Dokumen Sumber »
Oleh : Bahrudin Yuliyanto
dakwatuna.com - Ikhwah, kalau Antum ga pengen bilang
dakwah di sekolah Antum lagi down, ya jangan ngomong doang, terjun dong
kalau perlu menenggelamkan diri kembali ditempat ini, tempat yang juga
menjadi asbab Antum bisa menjadi lebih baik seperti sekarang!!
Kalimat di atas mungkin terdengar terlalu keras, tapi itu adalah
realita. Saya tidak sedang mengatakan bahwa di semua tempat mengalami
hal yang serupa, yaitu kemerosotan kualitas maupun kuantitas dakwah
level sekolah, bahkan di beberapa tempat geliat dakwah sekolah itu
begitu menggelora, namun di beberapa tempat yang lain hal itu menjadi
semacam masalah yang kurang direspon sebagai qadhaya dakwah yang harus
diselesaikan dengan segera, karena ibarat tumor, kalau tidak segera
diangkat, maka akan cepat menjalar ke seluruh tubuh.
Sebenarnya, dakwah sekolah sedang mendapat angin segar dengan 2 hal,
yaitu munculnya pemberitaan Rohis di sebuah media nasional untuk
mengkounter serangan Rohis sebagai sarang teroris dengan eksistensi
kebaikan yang menolak tuduhan itu dengan elegan, serta isu lemahnya
institusi sekolah dengan berbagai kurikulum pendidikannya yang gagal
mengatasi kenakalan remaja yang terwujud dengan maraknya kembali tawuran
pelajar di mana-mana.

Bahan yang Disediakan »
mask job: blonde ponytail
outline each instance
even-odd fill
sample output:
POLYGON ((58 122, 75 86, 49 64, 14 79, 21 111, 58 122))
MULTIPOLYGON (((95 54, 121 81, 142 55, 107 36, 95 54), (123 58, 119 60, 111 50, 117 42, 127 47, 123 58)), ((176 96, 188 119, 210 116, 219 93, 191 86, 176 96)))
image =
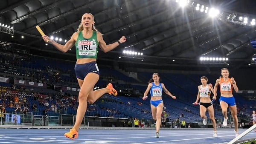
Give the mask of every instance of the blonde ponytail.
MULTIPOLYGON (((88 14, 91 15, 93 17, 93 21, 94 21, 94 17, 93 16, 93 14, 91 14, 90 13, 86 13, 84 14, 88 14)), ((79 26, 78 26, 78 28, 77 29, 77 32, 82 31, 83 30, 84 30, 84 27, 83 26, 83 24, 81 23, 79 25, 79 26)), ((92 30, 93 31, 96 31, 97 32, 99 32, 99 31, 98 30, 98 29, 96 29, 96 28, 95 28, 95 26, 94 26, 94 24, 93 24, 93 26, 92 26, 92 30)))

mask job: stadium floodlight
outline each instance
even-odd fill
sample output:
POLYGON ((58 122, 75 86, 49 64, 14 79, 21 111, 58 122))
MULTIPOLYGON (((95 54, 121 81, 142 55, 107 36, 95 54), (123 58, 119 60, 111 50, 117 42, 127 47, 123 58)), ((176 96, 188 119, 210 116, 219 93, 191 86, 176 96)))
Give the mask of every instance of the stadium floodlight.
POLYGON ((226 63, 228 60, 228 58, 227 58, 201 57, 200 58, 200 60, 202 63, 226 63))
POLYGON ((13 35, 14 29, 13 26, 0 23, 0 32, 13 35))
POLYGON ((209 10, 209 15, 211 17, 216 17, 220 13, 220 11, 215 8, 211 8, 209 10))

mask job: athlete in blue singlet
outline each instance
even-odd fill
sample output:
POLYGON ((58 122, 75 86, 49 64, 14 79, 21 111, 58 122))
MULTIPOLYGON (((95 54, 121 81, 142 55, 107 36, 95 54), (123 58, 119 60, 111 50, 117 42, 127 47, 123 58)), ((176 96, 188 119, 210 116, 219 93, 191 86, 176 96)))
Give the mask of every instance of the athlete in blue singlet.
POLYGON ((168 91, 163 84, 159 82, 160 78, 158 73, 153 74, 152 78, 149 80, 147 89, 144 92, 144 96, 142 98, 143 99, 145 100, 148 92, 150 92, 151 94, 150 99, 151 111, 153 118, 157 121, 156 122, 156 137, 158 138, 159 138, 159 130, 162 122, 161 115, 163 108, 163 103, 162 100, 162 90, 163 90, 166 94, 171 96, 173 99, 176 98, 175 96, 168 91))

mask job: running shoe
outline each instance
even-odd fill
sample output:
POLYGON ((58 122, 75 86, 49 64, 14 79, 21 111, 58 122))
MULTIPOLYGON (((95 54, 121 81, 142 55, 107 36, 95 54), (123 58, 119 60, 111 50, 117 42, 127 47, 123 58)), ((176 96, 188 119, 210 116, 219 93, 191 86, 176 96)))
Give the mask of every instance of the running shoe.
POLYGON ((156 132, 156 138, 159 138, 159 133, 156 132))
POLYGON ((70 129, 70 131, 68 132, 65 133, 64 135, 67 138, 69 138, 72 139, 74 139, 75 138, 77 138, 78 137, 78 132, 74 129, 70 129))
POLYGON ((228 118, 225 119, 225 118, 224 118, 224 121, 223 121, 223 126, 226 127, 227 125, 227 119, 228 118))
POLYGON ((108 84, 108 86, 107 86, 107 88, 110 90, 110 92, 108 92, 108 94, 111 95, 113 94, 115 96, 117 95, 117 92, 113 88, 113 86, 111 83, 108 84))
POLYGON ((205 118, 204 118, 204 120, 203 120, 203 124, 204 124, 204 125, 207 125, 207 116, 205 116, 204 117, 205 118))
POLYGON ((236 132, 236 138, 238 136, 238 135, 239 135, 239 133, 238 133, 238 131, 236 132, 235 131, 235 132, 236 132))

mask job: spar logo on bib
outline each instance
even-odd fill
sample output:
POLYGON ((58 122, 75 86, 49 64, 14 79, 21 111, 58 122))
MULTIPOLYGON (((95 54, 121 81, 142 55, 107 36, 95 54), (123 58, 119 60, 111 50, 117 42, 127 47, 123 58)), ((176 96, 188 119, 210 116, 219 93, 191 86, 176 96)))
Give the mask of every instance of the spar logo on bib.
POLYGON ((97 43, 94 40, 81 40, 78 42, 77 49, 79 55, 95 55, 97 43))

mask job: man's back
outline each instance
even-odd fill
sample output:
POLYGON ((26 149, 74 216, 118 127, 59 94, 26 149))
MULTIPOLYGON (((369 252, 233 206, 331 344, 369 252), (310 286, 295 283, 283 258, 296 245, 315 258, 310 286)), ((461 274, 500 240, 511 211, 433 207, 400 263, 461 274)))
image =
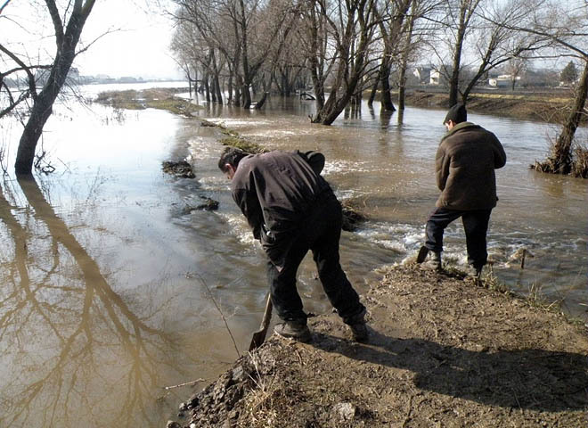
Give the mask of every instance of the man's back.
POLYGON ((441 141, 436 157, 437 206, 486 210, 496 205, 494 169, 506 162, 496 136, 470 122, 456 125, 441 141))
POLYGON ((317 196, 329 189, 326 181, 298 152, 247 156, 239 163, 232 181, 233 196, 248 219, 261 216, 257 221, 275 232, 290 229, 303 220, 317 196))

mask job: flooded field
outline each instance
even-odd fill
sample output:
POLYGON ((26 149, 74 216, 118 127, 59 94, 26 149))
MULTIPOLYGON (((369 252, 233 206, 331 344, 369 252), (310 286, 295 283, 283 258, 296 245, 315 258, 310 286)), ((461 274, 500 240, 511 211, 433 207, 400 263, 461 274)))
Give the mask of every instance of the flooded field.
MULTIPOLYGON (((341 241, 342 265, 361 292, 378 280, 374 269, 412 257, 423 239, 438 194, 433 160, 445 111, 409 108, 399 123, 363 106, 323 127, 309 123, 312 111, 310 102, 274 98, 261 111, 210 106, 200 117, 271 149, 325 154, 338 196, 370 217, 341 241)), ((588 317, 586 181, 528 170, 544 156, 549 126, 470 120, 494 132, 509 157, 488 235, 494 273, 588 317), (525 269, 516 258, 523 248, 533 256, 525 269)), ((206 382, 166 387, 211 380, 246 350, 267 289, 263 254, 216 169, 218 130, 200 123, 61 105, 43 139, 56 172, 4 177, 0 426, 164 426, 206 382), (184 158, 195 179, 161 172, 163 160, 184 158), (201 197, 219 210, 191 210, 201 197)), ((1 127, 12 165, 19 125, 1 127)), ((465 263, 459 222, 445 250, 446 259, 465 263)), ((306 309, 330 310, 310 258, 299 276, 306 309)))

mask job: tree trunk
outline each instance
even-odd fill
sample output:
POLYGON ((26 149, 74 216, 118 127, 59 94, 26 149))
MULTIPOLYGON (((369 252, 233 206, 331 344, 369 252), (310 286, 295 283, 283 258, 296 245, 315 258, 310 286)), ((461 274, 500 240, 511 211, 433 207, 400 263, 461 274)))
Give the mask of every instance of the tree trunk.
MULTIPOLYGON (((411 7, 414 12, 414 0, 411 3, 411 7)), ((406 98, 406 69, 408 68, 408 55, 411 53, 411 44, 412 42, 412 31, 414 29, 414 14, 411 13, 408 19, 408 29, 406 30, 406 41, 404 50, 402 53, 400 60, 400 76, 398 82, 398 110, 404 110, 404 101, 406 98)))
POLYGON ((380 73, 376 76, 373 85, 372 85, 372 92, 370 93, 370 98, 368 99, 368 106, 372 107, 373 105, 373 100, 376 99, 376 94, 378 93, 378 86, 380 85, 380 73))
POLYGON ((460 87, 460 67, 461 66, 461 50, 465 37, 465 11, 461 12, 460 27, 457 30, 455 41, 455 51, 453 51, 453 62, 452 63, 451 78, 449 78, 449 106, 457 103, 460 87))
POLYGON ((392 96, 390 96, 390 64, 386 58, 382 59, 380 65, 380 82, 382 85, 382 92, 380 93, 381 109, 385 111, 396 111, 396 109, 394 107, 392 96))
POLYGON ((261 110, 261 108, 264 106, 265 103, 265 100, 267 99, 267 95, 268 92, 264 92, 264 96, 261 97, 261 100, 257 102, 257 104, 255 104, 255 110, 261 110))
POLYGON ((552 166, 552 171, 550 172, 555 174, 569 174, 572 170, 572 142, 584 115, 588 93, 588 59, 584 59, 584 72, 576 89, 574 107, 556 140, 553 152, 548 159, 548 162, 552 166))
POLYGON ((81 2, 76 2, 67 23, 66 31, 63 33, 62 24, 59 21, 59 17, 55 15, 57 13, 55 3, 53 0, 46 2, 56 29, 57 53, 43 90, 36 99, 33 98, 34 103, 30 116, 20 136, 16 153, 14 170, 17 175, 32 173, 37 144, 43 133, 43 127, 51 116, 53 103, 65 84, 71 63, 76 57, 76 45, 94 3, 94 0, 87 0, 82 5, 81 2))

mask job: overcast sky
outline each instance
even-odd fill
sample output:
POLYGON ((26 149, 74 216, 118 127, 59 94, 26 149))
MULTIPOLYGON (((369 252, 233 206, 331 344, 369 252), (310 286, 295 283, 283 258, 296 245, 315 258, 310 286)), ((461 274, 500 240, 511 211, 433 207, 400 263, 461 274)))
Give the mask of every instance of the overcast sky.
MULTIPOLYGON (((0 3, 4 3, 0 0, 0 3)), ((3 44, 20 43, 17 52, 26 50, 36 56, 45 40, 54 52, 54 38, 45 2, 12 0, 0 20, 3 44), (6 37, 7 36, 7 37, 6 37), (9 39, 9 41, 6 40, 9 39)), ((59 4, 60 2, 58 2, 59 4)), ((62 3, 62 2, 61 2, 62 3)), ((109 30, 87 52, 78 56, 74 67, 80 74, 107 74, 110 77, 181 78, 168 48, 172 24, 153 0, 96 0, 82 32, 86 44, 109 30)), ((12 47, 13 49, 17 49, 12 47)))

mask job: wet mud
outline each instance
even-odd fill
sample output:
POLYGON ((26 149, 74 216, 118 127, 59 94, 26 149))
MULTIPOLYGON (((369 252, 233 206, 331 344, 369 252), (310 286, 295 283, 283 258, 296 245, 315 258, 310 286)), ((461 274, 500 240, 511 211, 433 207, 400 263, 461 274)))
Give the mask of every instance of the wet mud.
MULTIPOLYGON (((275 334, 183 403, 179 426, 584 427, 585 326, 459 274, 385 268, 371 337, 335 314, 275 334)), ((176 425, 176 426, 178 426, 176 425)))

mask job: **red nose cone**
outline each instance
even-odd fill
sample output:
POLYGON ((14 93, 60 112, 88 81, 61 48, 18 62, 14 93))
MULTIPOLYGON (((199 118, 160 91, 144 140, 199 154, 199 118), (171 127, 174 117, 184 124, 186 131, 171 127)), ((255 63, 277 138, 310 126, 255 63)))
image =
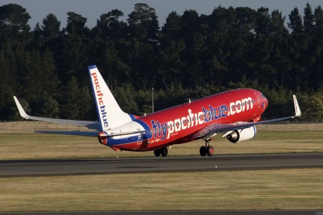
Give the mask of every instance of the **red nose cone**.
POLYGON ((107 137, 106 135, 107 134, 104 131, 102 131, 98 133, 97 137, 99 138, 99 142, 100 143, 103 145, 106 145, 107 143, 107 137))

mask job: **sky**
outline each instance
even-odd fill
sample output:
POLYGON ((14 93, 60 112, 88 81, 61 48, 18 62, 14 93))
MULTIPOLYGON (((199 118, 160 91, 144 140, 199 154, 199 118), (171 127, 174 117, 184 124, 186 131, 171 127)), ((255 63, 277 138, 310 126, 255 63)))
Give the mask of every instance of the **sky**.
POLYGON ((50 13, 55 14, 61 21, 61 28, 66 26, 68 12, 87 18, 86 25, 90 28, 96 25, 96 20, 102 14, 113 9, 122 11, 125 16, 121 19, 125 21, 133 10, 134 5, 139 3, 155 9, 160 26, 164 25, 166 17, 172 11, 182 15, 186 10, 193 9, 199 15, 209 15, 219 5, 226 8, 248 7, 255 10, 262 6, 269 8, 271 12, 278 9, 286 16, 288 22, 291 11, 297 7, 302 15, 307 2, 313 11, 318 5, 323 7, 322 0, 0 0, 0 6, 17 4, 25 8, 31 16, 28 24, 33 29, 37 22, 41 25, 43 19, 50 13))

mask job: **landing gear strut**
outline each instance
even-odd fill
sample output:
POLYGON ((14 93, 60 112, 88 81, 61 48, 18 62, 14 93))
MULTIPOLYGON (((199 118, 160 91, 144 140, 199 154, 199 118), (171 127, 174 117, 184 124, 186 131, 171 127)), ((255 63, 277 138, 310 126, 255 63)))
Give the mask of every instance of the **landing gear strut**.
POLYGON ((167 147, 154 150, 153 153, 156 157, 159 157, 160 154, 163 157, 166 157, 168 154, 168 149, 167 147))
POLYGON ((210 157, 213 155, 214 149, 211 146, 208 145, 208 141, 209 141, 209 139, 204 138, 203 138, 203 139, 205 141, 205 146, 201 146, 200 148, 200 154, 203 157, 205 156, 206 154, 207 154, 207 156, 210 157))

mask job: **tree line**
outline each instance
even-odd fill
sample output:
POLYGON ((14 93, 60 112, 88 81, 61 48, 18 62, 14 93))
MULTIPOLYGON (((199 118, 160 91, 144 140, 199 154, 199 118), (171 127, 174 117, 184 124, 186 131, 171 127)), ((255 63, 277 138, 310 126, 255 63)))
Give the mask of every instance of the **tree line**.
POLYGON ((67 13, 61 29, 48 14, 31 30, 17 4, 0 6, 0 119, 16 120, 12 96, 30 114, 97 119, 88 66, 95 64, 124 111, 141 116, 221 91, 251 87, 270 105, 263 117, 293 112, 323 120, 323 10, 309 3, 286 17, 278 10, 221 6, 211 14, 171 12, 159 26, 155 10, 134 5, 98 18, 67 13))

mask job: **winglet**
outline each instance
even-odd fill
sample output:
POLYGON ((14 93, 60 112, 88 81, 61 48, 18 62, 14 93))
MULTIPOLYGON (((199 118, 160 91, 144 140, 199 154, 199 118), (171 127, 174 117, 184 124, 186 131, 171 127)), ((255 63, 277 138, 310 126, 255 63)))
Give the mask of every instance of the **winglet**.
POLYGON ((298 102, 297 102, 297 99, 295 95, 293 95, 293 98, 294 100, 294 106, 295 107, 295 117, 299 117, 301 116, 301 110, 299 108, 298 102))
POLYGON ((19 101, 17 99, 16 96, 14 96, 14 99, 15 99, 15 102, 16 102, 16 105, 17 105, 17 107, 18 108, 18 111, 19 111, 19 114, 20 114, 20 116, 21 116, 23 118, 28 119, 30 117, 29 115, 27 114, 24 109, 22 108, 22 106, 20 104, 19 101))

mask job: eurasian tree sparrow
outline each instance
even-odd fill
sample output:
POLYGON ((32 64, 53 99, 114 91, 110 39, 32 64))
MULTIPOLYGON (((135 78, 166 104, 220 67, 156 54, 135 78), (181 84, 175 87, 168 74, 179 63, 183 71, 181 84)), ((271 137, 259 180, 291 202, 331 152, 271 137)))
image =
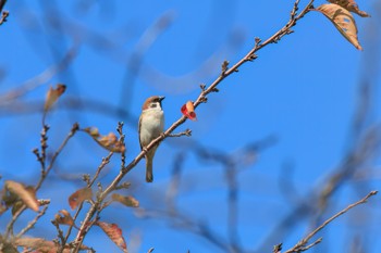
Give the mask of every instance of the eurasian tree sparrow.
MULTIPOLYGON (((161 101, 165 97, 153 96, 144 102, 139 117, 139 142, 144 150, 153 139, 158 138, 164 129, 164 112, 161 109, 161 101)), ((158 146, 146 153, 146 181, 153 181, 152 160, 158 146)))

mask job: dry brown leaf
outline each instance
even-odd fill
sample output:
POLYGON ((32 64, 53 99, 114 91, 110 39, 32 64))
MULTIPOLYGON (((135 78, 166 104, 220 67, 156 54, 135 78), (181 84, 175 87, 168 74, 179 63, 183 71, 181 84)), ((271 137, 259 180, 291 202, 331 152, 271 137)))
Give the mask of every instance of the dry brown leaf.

Soal yang Diselesaikan » Tuliskan ulang bagian artikel tentang dakwah sekolah mulai dari "Sebenarnya, dakwah sekolah" sampai dengan "pelajar di mana-mana." tanpa mengubah satu kata pun.

Keluaran yang Diharapkan »
Sebenarnya, dakwah sekolah sedang mendapat angin segar dengan 2 hal,
yaitu munculnya pemberitaan Rohis di sebuah media nasional untuk
mengkounter serangan Rohis sebagai sarang teroris dengan eksistensi
kebaikan yang menolak tuduhan itu dengan elegan, serta isu lemahnya
institusi sekolah dengan berbagai kurikulum pendidikannya yang gagal
mengatasi kenakalan remaja yang terwujud dengan maraknya kembali tawuran
pelajar di mana-mana.